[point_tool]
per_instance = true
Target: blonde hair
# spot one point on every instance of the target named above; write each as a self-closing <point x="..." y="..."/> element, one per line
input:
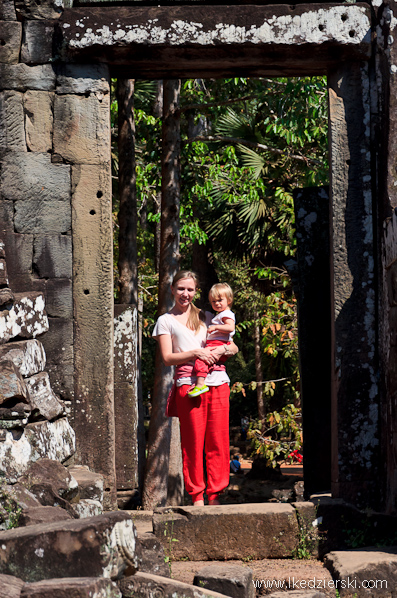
<point x="196" y="316"/>
<point x="219" y="290"/>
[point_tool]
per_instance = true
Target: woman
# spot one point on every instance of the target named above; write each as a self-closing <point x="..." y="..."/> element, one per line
<point x="204" y="420"/>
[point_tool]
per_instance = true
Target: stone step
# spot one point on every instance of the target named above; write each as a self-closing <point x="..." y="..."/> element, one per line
<point x="257" y="531"/>
<point x="101" y="546"/>
<point x="82" y="587"/>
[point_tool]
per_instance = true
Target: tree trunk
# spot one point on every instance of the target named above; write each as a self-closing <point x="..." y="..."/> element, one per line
<point x="157" y="466"/>
<point x="259" y="370"/>
<point x="128" y="283"/>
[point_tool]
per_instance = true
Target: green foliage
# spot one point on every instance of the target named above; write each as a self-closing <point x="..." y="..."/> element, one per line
<point x="278" y="436"/>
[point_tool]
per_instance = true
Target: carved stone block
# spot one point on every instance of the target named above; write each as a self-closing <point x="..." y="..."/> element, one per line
<point x="38" y="120"/>
<point x="52" y="256"/>
<point x="81" y="128"/>
<point x="11" y="36"/>
<point x="37" y="42"/>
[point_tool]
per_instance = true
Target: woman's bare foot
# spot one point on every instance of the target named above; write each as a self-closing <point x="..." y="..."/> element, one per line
<point x="214" y="502"/>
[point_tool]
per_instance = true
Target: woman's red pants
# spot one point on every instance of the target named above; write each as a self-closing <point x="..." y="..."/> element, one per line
<point x="204" y="428"/>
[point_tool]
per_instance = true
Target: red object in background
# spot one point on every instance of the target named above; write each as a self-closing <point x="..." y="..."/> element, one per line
<point x="296" y="456"/>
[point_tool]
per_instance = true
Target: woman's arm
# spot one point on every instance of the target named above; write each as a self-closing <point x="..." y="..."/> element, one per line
<point x="170" y="358"/>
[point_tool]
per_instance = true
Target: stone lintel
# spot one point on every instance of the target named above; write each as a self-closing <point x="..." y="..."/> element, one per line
<point x="237" y="36"/>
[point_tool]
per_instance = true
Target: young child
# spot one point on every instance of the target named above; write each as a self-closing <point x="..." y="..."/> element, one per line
<point x="220" y="332"/>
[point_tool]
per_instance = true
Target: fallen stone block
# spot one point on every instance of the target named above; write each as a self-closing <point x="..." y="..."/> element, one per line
<point x="42" y="399"/>
<point x="42" y="514"/>
<point x="82" y="587"/>
<point x="10" y="587"/>
<point x="28" y="356"/>
<point x="21" y="77"/>
<point x="259" y="531"/>
<point x="366" y="572"/>
<point x="87" y="508"/>
<point x="99" y="547"/>
<point x="55" y="440"/>
<point x="37" y="42"/>
<point x="231" y="580"/>
<point x="38" y="118"/>
<point x="12" y="385"/>
<point x="90" y="483"/>
<point x="146" y="585"/>
<point x="6" y="296"/>
<point x="26" y="318"/>
<point x="53" y="473"/>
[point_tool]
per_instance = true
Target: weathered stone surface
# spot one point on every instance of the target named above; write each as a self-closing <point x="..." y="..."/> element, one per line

◇ ◇ ◇

# Problem statement
Repeat the material exactly as it reads, without any of its pictures.

# Finished task
[point_tool]
per_instance = true
Target: blonde hair
# spot one point on every instance of the target named above; write each as a self-closing <point x="..." y="..."/> element, one per line
input:
<point x="196" y="316"/>
<point x="219" y="290"/>
[point_tool]
per_instance = true
Target: woman
# spot one point on every instance of the target named above; write each as a self-closing <point x="..." y="..."/> element, one per line
<point x="204" y="420"/>
[point_tool]
per_instance = true
Target: stone step
# spot one point on every instance of the target named above; write each as a self-closing <point x="..." y="..."/> element, one per line
<point x="257" y="531"/>
<point x="101" y="546"/>
<point x="82" y="587"/>
[point_tool]
per_instance = true
Target: tree trunk
# spot one point on every instance of the target named above; write each as a self-closing <point x="..." y="..."/> element, one per line
<point x="157" y="466"/>
<point x="259" y="370"/>
<point x="128" y="283"/>
[point_tool]
per_instance = true
Target: green foliage
# spot one point on every instance of the target named above; write each as a self-closing <point x="..." y="..."/> element, one per line
<point x="278" y="436"/>
[point_tool]
per_instance = true
Target: carved stone block
# spot one point on every instance of the target named above; write each as a self-closing <point x="..." y="..."/> element, one per line
<point x="38" y="120"/>
<point x="52" y="256"/>
<point x="81" y="128"/>
<point x="11" y="36"/>
<point x="37" y="42"/>
[point_tool]
per_instance = true
Target: woman's bare foot
# spot one point on every instance of the target named above; write each as a self-closing <point x="..." y="..."/> element, one per line
<point x="214" y="502"/>
[point_tool]
per_instance = true
Target: woman's red pants
# spot one point on every instance of the target named above; write each as a self-closing <point x="..." y="..."/> element, one per line
<point x="204" y="428"/>
[point_tool]
per_instance = true
Target: red object in background
# spot one point on every instance of the target named above; write each as a self-closing <point x="..." y="..."/> element, one per line
<point x="296" y="456"/>
[point_tool]
per_instance = true
Target: woman's arm
# spot one point on every instance of the target named above; write each as a self-closing <point x="..." y="..."/> element, one per line
<point x="170" y="358"/>
[point_tool]
per_instance = true
Target: stone lintel
# spot one point on every instance of the target named above; write each as a self-closing <point x="..." y="..."/> element, one per line
<point x="237" y="36"/>
[point_tool]
per_instance = true
Target: young child
# spot one point on every instance of the target named above; write each as a self-closing <point x="..." y="..."/> element, one per line
<point x="220" y="332"/>
[point_tool]
per_instance = true
Target: fallen stone block
# spot one point on every instance of the target named above; write each as a self-closing <point x="..." y="..."/> element, one per line
<point x="42" y="399"/>
<point x="42" y="514"/>
<point x="82" y="587"/>
<point x="10" y="587"/>
<point x="28" y="356"/>
<point x="21" y="77"/>
<point x="259" y="531"/>
<point x="366" y="572"/>
<point x="87" y="508"/>
<point x="99" y="547"/>
<point x="55" y="440"/>
<point x="37" y="42"/>
<point x="231" y="580"/>
<point x="38" y="118"/>
<point x="12" y="385"/>
<point x="90" y="483"/>
<point x="146" y="585"/>
<point x="6" y="296"/>
<point x="26" y="318"/>
<point x="53" y="473"/>
[point_tool]
per_instance = true
Target: weathered stone surface
# spot one point on every instance of the target named above; write each as a self-closing <point x="..." y="..."/> element, one per line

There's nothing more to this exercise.